Consigne
Recopiez mot pour mot, s'il vous plaît, le passage du texte sur le commerce au XIXe siècle qui commence aux mots « Tout au long » et s'arrête après « du XIXe siècle. ».

Le commerce au XIXe siècle

Tout au long du XIXe siècle, l'économie de Terre-Neuve et du Labrador a reposé sur leur capacité d'exporter leurs produits à des acheteurs de l'étranger. En tout premier lieu, elle était basée sur la vente de morue salée produite localement aux pays du sud de l'Europe, au Brésil et aux Antilles. Les produits du phoque ont vu leur importance s'accroître durant les premières décennies du siècle, pour connaître un déclin rapide après 1870, avec l'affaissement des stocks. L'industrie minière a également pris de l'expansion vers la fin du siècle, la colonie commençant à exporter du cuivre, du minerai de fer et d'autres minéraux. Les retombées commerciales de la chasse au phoque et des mines auront toutefois été insignifiantes, comparées à celles de l'industrie de la morue salée, qui comptait pour quelque 70 pour cent de toutes les exportations de la colonie à la fin du XIXe siècle.

Matériel
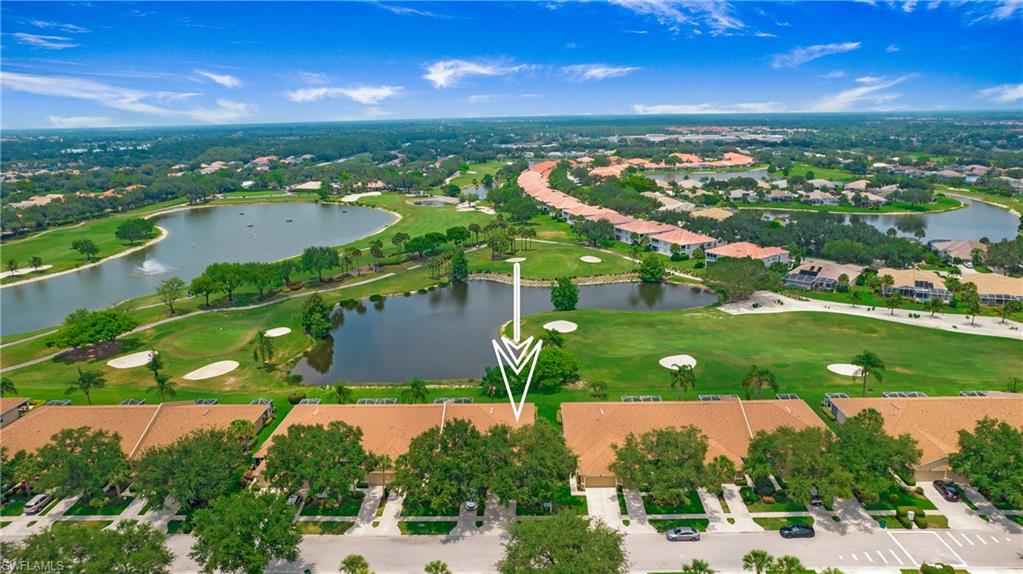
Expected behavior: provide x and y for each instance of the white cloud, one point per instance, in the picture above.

Corrigé
Tout au long du XIXe siècle, l'économie de Terre-Neuve et du Labrador a reposé sur leur capacité d'exporter leurs produits à des acheteurs de l'étranger. En tout premier lieu, elle était basée sur la vente de morue salée produite localement aux pays du sud de l'Europe, au Brésil et aux Antilles. Les produits du phoque ont vu leur importance s'accroître durant les premières décennies du siècle, pour connaître un déclin rapide après 1870, avec l'affaissement des stocks. L'industrie minière a également pris de l'expansion vers la fin du siècle, la colonie commençant à exporter du cuivre, du minerai de fer et d'autres minéraux. Les retombées commerciales de la chasse au phoque et des mines auront toutefois été insignifiantes, comparées à celles de l'industrie de la morue salée, qui comptait pour quelque 70 pour cent de toutes les exportations de la colonie à la fin du XIXe siècle.